Problem requirements: Only certain lines below are wanted: those starting at the line containing "Task: indicate the stainless" and ending at the line containing "Task: indicate the wall", both included, each retyped exactly.
[Start of Attachment]
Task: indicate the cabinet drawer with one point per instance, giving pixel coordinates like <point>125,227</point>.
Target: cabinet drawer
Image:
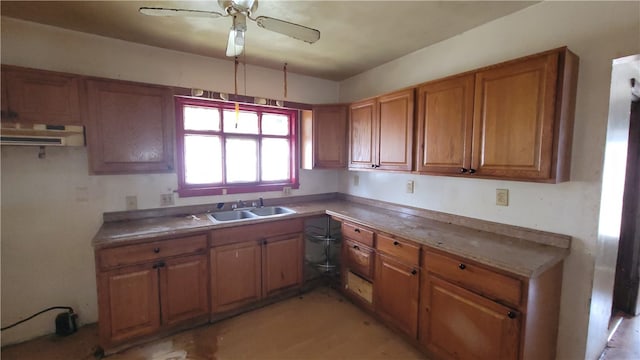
<point>359,287</point>
<point>357,233</point>
<point>471,276</point>
<point>139,253</point>
<point>402,250</point>
<point>359,258</point>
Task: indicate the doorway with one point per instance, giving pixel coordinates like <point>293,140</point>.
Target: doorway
<point>627,279</point>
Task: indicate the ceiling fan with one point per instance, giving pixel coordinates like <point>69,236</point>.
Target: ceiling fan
<point>241,10</point>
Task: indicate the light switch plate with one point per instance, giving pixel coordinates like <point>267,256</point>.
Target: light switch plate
<point>502,197</point>
<point>132,202</point>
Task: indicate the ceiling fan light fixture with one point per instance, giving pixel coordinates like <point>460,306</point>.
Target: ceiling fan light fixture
<point>235,44</point>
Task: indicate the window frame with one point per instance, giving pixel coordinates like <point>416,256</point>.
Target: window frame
<point>189,190</point>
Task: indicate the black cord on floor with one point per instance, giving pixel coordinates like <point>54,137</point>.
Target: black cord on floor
<point>36,314</point>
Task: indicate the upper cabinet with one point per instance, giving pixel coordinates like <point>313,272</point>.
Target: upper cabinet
<point>129,127</point>
<point>324,137</point>
<point>444,125</point>
<point>509,121</point>
<point>43,97</point>
<point>381,132</point>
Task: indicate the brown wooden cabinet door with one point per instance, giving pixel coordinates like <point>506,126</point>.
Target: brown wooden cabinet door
<point>184,290</point>
<point>396,294</point>
<point>444,128</point>
<point>42,97</point>
<point>363,133</point>
<point>395,122</point>
<point>330,137</point>
<point>129,303</point>
<point>514,116</point>
<point>456,323</point>
<point>235,275</point>
<point>358,258</point>
<point>130,127</point>
<point>282,263</point>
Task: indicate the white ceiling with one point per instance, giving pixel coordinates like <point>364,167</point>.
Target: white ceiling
<point>355,35</point>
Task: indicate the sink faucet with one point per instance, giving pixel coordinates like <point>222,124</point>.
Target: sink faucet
<point>239,204</point>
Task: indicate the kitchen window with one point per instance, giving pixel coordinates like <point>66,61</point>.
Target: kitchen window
<point>224,150</point>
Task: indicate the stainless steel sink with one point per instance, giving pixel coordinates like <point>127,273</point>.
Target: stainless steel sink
<point>272,211</point>
<point>233,215</point>
<point>248,214</point>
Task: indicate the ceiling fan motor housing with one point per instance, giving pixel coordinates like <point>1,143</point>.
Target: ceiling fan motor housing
<point>233,7</point>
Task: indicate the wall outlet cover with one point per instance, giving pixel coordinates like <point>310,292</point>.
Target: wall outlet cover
<point>132,202</point>
<point>502,197</point>
<point>410,185</point>
<point>166,199</point>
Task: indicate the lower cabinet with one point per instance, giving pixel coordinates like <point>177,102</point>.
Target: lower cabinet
<point>460,324</point>
<point>396,294</point>
<point>148,287</point>
<point>282,267</point>
<point>235,275</point>
<point>252,262</point>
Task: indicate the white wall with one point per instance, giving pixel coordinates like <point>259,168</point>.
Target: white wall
<point>52,208</point>
<point>597,32</point>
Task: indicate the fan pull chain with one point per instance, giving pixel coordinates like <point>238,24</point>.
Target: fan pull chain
<point>285,80</point>
<point>235,78</point>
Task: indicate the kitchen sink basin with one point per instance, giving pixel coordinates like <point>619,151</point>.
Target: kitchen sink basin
<point>233,215</point>
<point>248,214</point>
<point>272,211</point>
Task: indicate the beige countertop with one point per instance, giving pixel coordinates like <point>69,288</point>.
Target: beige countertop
<point>509,253</point>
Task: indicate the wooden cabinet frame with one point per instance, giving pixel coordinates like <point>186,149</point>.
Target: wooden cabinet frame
<point>381,132</point>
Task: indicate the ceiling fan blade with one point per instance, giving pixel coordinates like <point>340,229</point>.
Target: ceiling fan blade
<point>179,12</point>
<point>295,31</point>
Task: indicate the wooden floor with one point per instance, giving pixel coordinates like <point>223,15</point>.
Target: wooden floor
<point>625,343</point>
<point>318,325</point>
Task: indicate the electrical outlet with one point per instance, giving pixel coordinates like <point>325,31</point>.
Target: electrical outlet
<point>166,199</point>
<point>502,197</point>
<point>132,202</point>
<point>410,186</point>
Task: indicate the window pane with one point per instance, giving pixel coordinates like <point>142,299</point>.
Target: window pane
<point>202,159</point>
<point>275,159</point>
<point>242,160</point>
<point>275,124</point>
<point>201,118</point>
<point>247,122</point>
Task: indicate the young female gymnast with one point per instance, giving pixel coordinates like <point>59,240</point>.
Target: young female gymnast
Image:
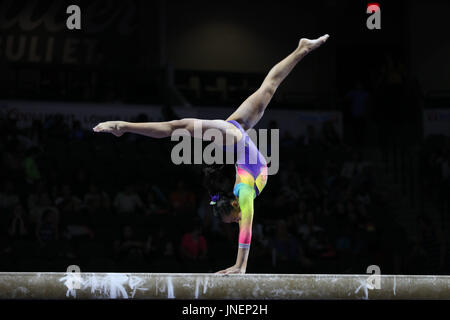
[End of Attachment]
Task answer:
Task: indicate the stainless steel sink with one point per instance, giving pixel coordinates like <point>127,273</point>.
Target: stainless steel sink
<point>272,211</point>
<point>233,215</point>
<point>248,214</point>
Task: indicate the ceiling fan motor housing with one point per instance, giving pixel coordinates like <point>1,143</point>.
Target: ceiling fan motor housing
<point>233,7</point>
Task: indicate the wall outlet cover with one point per instance, giving pixel coordinates like <point>310,292</point>.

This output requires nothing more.